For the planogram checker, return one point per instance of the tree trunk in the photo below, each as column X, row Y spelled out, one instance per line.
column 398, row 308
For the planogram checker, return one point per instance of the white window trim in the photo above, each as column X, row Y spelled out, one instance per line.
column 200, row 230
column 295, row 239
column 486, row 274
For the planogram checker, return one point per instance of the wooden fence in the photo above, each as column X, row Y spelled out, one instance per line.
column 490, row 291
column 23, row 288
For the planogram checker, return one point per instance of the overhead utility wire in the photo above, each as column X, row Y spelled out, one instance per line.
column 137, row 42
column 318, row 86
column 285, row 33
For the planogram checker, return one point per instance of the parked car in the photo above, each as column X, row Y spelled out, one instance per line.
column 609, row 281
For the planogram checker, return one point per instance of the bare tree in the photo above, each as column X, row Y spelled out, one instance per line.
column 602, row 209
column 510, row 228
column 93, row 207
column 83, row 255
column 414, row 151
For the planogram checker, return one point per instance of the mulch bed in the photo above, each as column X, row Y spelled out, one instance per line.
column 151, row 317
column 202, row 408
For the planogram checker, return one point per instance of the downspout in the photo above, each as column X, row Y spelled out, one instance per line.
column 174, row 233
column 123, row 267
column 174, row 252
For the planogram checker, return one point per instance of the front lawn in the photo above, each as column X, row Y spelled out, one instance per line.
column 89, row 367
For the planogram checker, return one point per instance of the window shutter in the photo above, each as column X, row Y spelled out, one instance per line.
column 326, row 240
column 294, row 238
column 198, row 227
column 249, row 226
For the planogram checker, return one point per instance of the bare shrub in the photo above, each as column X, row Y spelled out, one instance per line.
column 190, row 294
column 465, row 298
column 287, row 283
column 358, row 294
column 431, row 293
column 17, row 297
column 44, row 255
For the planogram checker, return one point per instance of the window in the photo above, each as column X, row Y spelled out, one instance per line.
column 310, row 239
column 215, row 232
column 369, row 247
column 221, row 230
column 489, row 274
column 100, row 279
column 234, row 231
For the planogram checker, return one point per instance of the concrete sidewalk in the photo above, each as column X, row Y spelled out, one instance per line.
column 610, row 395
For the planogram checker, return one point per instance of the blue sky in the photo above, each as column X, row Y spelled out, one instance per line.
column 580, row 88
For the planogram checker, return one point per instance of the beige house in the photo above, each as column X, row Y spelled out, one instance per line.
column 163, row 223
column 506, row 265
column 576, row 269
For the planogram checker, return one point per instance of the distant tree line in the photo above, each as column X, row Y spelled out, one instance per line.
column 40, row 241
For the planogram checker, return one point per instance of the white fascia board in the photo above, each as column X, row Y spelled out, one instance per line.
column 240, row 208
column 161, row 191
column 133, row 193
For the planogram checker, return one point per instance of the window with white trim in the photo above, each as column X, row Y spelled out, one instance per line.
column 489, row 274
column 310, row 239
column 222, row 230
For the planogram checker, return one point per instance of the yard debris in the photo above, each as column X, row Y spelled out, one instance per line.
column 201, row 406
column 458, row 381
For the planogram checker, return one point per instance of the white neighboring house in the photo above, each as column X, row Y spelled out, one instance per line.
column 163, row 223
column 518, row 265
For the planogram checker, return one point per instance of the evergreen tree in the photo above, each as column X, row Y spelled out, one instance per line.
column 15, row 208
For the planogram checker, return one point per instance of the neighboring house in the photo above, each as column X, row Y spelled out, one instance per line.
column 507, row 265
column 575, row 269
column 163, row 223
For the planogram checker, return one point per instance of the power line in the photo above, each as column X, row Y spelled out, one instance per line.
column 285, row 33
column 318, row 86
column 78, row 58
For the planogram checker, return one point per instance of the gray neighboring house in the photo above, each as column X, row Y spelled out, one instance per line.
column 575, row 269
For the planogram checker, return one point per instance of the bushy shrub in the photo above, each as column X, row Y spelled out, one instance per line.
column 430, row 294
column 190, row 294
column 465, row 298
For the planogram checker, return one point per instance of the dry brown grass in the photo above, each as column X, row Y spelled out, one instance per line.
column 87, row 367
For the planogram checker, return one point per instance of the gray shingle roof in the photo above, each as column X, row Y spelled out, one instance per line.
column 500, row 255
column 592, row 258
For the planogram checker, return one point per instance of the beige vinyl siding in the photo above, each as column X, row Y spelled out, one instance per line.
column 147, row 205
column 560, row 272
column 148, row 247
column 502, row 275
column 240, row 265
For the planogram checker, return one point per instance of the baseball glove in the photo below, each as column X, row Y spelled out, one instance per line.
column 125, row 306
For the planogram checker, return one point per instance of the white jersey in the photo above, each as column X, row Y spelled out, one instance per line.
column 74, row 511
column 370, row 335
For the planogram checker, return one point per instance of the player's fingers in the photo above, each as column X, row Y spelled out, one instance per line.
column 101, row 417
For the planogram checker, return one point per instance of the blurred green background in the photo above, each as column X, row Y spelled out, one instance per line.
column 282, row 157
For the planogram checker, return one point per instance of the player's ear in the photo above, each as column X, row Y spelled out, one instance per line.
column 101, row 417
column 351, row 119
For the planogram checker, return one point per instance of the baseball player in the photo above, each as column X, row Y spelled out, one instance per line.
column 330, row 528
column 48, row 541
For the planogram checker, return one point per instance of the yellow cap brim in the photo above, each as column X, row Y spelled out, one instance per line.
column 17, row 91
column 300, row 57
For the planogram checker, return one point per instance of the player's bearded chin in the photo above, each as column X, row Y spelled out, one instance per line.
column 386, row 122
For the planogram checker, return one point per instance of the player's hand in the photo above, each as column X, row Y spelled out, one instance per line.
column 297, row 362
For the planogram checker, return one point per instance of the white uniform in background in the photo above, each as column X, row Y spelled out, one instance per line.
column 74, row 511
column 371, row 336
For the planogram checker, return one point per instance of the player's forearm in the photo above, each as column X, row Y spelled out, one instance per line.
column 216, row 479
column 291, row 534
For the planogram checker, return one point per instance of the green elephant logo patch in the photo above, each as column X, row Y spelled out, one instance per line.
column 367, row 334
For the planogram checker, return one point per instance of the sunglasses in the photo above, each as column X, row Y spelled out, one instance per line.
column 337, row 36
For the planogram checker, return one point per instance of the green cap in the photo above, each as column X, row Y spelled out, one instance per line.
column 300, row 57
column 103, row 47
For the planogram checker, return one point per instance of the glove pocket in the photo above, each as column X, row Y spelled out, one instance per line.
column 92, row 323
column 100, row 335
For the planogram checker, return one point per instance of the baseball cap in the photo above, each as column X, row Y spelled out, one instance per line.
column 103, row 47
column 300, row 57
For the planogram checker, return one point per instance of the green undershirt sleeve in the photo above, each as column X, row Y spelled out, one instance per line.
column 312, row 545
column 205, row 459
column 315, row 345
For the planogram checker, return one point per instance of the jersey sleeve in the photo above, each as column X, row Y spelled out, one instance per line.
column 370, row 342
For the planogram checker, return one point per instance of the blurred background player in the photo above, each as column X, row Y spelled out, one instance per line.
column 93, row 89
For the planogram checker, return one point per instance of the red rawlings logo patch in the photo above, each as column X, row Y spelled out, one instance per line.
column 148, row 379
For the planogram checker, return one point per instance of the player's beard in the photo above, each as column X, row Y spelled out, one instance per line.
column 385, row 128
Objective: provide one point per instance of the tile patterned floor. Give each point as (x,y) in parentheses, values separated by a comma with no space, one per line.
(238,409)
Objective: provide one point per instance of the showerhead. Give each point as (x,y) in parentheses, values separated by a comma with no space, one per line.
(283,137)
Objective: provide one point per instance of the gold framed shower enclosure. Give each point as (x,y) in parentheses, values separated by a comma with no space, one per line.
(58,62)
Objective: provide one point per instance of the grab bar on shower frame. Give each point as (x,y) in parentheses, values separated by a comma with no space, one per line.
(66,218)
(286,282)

[GIVEN EXERCISE]: Copy out, word for word, the part of the entries that opens with the line containing "the white window" and closes with the line containing "column 202, row 408", keeping both of those lines.

[TASK SOLUTION]:
For the planogram checker, return one point per instance of the white window trim in the photo above, each as column X, row Y spelled out, one instance per line.
column 200, row 230
column 295, row 239
column 486, row 274
For the planogram checker, return one point per instance of the wooden fence in the photo above, each as column X, row Y spelled out, one instance per line.
column 490, row 291
column 23, row 288
For the planogram checker, return one point per instance of the overhead utility wire in the photo above, each as column X, row Y spelled out, one instance per line.
column 137, row 42
column 318, row 86
column 285, row 33
For the planogram checker, return one point per instance of the parked car in the photo above, each as column X, row Y spelled out, one instance per line.
column 609, row 281
For the planogram checker, return one point per instance of the bare tree in the photo above, each as column X, row Y spelled out, one instance per line.
column 602, row 209
column 510, row 228
column 93, row 207
column 83, row 255
column 414, row 151
For the planogram checker, return one point per instance of the mulch bed in the photo above, each as column X, row Y spelled out, one instance per line.
column 151, row 317
column 202, row 408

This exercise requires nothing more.